В последнем случае, по мнению ряда исследователей, действия виновных подлежат дополнительной квалификации по ст. 244 УК (надругательство над телами умерших). Нам такая квалификация кажется сомнительной. Во-первых, сам термин «надругательство» предполагает несколько иную психологическую окраску действий, производимых виновным с трупом, по сравнению с сугубо утилитарным подходом убийцы, производящим соответствующие манипуляции с телом жертвы, выбранной в качестве трансплантационного материала. Во-вторых, преступление, предусмотренное ст. 244 УК, может быть совершено только с прямым умысла, в действиях же «убийц-трансплантологов» желание «надругаться» над потерпевшим отсутствует (волевой момент умысла у них характеризуется иным желанием – получить в свое распоряжение искомые органы или ткани). Фактическое изъятие у убитого органов и тканей лежит за рамками данного состава. Преступление будет считаться оконченным с момента убийства потерпевшего с целью использования его органов или тканей, безотносительно к тому, реализована поставленная цель или нет.

ПРОБЛЕМА. Имеются проблемы и при квалификации привилегированных видов убийств. Так, убийство матерью новорожденного ребенка (ст. 106 УК) отнесено к категории привилегированных составов. Что послужило основанием для такой оценки: исторические традиции или иные соображения? Думается, что причинами, побудившими законодателя пойти на этот шаг, были не отголоски далекого прошлого, когда родитель рассматривался как обладатель некоего «преимущественного» права распоряжаться жизнью своего ребенка, а современные познания в области медицины, согласно которым процесс деторождения есть мощный стресс-фактор, оказывающий столь сильное воздействие на психику роженицы, что она нередко утрачивает способность к адекватному поведению и уподобляется в такой ситуации человеку, действующему в состоянии аффекта. Основным криминообразующим фактором послужило, скорее всего, особое психофизиологическое состояние женщины, которое она испытывает в период родов, сразу же после них или в течение еще какого-то непродолжительного промежутка времени.

На эту мысль наводит и то обстоятельство, что современный российский законодатель довольно четко отграничивает понятие убийства новорожденного ребенка от детоубийства, которым широко оперировал законодатель дореволюционный. Ясно, что не любое детоубийство есть убийство новорожденного ребенка. Вопрос, следовательно, состоит лишь в том, чтобы определить ту черту, за которой умышленное лишение жизни появившегося на свет младенца (как привилегированный состав) превращается в обычное (простое или квалифицированное) убийство.

Между тем убийство новорожденного во время или сразу же после родов не связывается законодателем с каким-либо особым психологическим состоянием роженицы. Можно лишь предполагать, что законодатель имел в виду именно такое состояние матери-убийцы, но в диспозиции нормы свою мысль четко не выразил.

Неясность уголовного закона порождает ситуации, ставящие судебную практику в тупик. В самом деле, можно ли квалифицировать по ст. 106 УК заранее обдуманное убийство новорожденного сразу же после родов женщиной, неоднократно рожавшей до этого и не испытывающей особого психологического дискомфорта от подобной процедуры? По букве закона – да, по смыслу – нет.

Отдельные криминалисты в этой связи полагают, что при убийстве во время или сразу же после родов определенные отклонения в психологическом состоянии роженицы, влияющие на возможность осознания ею своего поведения и принятие решения, презюмируются законодателем, и эта презумпция объявляется неопровержимой. Поэтому, если в конкретном случае окажется, что роды прошли гладко и не вызвали сколько-нибудь заметных психических расстройств, но тем не менее мать по каким-либо соображениям убила ребенка во время или сразу же после родов, содеянное должно квалифицироваться не на общих основаниях («простое» убийство), а по ст. 106 УК. Нам же, напротив, представляется, что законодателю следовало бы откорректировать эту часть диспозиции нормы, увязав совершение данной разновидности преступления не только с моментом причинения смерти новорожденному, но и с особым психическим состоянием в этот момент его матери. Отсутствие такого состояния должно исключать ответственность по ст. 106 УК.

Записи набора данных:
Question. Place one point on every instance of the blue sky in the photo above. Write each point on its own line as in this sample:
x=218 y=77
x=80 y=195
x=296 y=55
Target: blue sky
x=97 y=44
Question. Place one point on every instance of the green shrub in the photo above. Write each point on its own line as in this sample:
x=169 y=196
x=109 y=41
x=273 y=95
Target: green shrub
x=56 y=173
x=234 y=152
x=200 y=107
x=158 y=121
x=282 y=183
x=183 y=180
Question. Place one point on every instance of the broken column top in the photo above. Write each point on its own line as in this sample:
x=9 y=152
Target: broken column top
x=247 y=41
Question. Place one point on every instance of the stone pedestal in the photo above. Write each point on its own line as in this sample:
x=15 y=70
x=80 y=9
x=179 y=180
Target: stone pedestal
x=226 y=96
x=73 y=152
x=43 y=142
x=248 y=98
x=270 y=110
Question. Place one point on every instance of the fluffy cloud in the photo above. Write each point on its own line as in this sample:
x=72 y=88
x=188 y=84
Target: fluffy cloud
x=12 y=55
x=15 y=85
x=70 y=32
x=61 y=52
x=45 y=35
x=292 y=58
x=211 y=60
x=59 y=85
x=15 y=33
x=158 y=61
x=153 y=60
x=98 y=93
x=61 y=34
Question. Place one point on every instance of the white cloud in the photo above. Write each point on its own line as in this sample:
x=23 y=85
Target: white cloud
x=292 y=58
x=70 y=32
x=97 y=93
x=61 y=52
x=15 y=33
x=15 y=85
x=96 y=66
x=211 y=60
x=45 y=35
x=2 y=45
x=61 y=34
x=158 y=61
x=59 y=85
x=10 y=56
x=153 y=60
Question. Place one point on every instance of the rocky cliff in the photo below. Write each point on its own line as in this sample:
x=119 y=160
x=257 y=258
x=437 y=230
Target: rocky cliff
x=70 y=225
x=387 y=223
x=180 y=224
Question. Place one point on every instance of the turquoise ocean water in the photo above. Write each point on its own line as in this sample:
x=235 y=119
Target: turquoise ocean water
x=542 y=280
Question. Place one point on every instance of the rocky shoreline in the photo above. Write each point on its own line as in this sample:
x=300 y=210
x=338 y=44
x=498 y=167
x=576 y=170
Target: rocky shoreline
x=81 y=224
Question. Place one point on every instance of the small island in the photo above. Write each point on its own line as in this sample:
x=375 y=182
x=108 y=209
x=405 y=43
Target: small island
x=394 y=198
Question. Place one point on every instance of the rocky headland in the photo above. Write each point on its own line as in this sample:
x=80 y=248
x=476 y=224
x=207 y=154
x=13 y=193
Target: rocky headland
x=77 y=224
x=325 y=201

__Задания__
A – Воспроизведите из текста о квалификации убийств фрагмент от слов «На эту мысль» до слов «или квалифицированное) убийство.» включительно.
B – Почему автор текста о квалификации убийств считает сомнительной дополнительную квалификацию действий «убийц-трансплантологов» по ст. 244 УК? Ответьте в одном–трех предложениях.

__Ответы к заданиям__
A –
На эту мысль наводит и то обстоятельство, что современный российский законодатель довольно четко отграничивает понятие убийства новорожденного ребенка от детоубийства, которым широко оперировал законодатель дореволюционный. Ясно, что не любое детоубийство есть убийство новорожденного ребенка. Вопрос, следовательно, состоит лишь в том, чтобы определить ту черту, за которой умышленное лишение жизни появившегося на свет младенца (как привилегированный состав) превращается в обычное (простое или квалифицированное) убийство.

B – Во-первых, термин «надругательство» предполагает иную психологическую окраску действий с трупом, чем сугубо утилитарный подход убийцы, выбравшего жертву как трансплантационный материал. Во-вторых, преступление по ст. 244 УК совершается только с прямым умыслом, а у «убийц-трансплантологов» нет желания «надругаться» над потерпевшим, так как они желают получить в свое распоряжение искомые органы или ткани.